WORK INSTRUCTIONS:
(1) Using the court opinion excerpt on Minnesota impaired-driving statutes, decide whether each statement agrees with it: (a) Section 169A.51 is listed under "Criminal Provisions"; (b) the court agrees with the court of appeals' analysis of Clause 2(2); (c) the language of section 169A.51, subdivision 3(a), is superfluous as it pertains to civil license revocations. Answer yes or no for each, and quote the words from the excerpt that decide it.
(2) Continue the court opinion excerpt on Minnesota impaired-driving statutes, starting right after its last sentence.

154 (Minn. 2011) (second alteration in original) (quoting Minn. Stat. § 645.16). But giving

effect to section 169A.51, subdivision 3(a), does not compel Torrez’s construction of

Clause 2(2), and we agree with the court of appeals’ analysis on this issue. See Torrez,

8 N.W.3d at 679. Section 169A.51 falls under the list of statutes entitled “Administrative

Provisions,” while section 169A.20 is under “Criminal Provisions.” Section 169A.51,

subdivision 3(a), prescribes the treatment of chemical tests for intoxication as used for the

purposes of administrative, civil license revocations. The language is thus not superfluous

as it pertains to civil license revocations.

PROVIDED RECORDS:
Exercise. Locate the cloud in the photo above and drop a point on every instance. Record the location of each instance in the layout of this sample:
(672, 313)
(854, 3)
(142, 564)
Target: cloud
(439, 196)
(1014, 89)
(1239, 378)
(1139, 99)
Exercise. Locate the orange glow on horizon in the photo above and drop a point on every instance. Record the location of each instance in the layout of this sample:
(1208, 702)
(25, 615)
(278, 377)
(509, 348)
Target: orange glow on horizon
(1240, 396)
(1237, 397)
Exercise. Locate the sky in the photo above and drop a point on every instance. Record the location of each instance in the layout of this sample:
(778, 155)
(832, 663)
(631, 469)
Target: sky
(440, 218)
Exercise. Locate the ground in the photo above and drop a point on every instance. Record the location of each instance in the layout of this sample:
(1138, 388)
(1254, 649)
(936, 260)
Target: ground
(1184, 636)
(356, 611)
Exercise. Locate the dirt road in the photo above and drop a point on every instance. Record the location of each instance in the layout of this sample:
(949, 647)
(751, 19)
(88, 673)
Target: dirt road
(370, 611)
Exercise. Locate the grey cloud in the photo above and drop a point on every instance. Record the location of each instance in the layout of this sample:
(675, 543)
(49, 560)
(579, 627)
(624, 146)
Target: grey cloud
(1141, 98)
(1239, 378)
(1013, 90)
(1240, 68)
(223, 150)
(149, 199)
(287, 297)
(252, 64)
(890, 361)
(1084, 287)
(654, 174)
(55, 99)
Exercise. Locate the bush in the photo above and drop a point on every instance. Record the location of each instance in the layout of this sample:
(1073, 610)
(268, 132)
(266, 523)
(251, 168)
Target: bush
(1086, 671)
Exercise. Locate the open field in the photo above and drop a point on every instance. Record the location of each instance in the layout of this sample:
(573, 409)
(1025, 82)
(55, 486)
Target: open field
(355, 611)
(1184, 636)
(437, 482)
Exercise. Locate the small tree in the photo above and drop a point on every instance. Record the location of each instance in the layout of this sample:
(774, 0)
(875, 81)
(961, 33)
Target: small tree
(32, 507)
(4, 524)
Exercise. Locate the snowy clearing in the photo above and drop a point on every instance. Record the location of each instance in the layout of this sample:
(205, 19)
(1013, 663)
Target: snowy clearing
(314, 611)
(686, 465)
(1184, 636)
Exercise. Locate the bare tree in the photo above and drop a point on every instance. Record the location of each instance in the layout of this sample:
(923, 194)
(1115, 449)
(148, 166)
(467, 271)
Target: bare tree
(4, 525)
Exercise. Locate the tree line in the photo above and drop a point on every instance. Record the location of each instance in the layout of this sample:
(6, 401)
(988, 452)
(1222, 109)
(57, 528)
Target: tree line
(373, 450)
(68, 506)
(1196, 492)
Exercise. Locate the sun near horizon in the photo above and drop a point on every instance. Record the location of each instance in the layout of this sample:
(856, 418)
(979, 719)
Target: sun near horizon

SET OF ANSWERS:
(1)
(a) No: "Section 169A.51 falls under the list of statutes entitled “Administrative Provisions,” while section 169A.20 is under “Criminal Provisions.”"
(b) Yes: "we agree with the court of appeals’ analysis on this issue"
(c) No: "The language is thus not superfluous as it pertains to civil license revocations."

(2)
We therefore hold that when a defendant is charged with refusing a blood or urine

test required by a search warrant in violation of Minnesota Statutes section 169A.20,

subdivision 2(2), the State is not required to prove that the arresting officer had probable

cause to believe the defendant was driving, operating, or in physical control of a motor

vehicle while impaired. As a result, the district court did not abuse its discretion in deciding

not to submit Torrez’s requested probable cause instruction to the jury.

CONCLUSION

For the foregoing reasons, we affirm the decision of the court of appeals.

Affirmed.

GAÏTAS, J., took no part in the consideration or decision of this case.